> Raw data
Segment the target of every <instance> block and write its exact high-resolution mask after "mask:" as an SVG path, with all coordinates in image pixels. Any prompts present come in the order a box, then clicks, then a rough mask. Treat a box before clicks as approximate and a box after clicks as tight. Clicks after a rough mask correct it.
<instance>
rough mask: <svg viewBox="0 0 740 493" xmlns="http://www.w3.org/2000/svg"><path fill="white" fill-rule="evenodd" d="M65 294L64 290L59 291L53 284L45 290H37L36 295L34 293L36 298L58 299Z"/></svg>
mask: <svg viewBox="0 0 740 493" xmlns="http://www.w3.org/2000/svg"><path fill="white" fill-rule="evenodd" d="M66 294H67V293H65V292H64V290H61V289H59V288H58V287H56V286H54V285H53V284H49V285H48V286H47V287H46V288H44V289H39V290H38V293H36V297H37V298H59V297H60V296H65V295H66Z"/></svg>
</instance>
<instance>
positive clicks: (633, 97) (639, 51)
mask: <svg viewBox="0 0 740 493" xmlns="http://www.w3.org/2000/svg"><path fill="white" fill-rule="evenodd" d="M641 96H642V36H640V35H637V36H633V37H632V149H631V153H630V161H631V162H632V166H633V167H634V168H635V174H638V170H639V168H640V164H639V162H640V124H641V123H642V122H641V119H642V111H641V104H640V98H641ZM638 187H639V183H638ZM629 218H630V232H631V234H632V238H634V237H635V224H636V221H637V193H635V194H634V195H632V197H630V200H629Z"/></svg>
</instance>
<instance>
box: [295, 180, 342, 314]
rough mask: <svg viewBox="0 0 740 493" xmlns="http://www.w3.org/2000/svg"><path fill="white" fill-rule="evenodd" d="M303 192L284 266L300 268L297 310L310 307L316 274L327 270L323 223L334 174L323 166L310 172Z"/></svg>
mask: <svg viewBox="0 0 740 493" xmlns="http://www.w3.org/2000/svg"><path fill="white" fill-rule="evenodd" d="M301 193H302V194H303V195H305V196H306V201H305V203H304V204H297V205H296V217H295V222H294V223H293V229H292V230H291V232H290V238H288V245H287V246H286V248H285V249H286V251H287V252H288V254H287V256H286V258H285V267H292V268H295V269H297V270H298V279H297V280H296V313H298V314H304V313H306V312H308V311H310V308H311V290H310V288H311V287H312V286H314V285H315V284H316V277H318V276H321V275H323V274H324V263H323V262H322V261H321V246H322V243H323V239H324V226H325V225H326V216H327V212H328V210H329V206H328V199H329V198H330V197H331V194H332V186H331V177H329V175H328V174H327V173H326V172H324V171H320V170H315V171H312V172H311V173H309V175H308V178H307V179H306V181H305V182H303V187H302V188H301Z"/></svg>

> What is required
Repeat the material in full, exactly as written.

> Answer space
Segment the target of every <instance> block and write its exact high-resolution mask after "mask:" as an SVG path, with all coordinates in image pixels. Any prompts present come in the order a box, then clicks, then a rough mask. Treat a box before clicks as approximate and a box after clicks as tight. Clicks after a rough mask correct it.
<instance>
rough mask: <svg viewBox="0 0 740 493" xmlns="http://www.w3.org/2000/svg"><path fill="white" fill-rule="evenodd" d="M65 294L64 290L59 291L53 284L45 290H37L36 295L34 293L36 298L58 299Z"/></svg>
mask: <svg viewBox="0 0 740 493" xmlns="http://www.w3.org/2000/svg"><path fill="white" fill-rule="evenodd" d="M66 294H67V293H65V292H64V290H61V289H59V288H58V287H56V286H54V285H53V284H49V285H48V286H47V287H46V288H44V289H39V290H38V293H36V297H37V298H59V297H60V296H65V295H66Z"/></svg>
</instance>
<instance>
positive clicks: (633, 97) (639, 51)
mask: <svg viewBox="0 0 740 493" xmlns="http://www.w3.org/2000/svg"><path fill="white" fill-rule="evenodd" d="M641 96H642V36H640V35H637V36H633V37H632V149H631V153H630V161H631V162H632V166H633V167H634V168H635V174H638V170H639V168H640V164H639V162H640V124H641V123H642V122H641V119H642V111H641V104H640V98H641ZM638 187H639V183H638ZM629 218H630V232H631V234H632V238H634V237H635V224H636V221H637V193H635V194H634V195H632V197H630V200H629Z"/></svg>
</instance>
<instance>
box: [295, 180, 342, 314]
rough mask: <svg viewBox="0 0 740 493" xmlns="http://www.w3.org/2000/svg"><path fill="white" fill-rule="evenodd" d="M303 192L284 266L300 268L297 310L310 307L316 274L327 270L323 223L334 174L323 166L310 172Z"/></svg>
mask: <svg viewBox="0 0 740 493" xmlns="http://www.w3.org/2000/svg"><path fill="white" fill-rule="evenodd" d="M301 193H302V194H303V195H305V196H306V201H305V203H304V204H297V205H296V217H295V222H294V223H293V229H292V230H291V232H290V238H288V245H287V246H286V248H285V249H286V251H287V252H288V254H287V256H286V258H285V267H292V268H295V269H297V270H298V279H297V280H296V313H298V314H304V313H306V312H308V311H310V308H311V290H310V288H311V287H312V286H314V285H315V284H316V277H318V276H321V275H323V274H324V263H323V262H322V261H321V246H322V243H323V239H324V226H325V225H326V216H327V212H328V210H329V206H328V199H329V198H330V197H331V194H332V186H331V177H329V175H328V174H327V173H326V172H324V171H320V170H315V171H312V172H311V173H309V175H308V178H307V179H306V181H305V182H303V187H302V188H301Z"/></svg>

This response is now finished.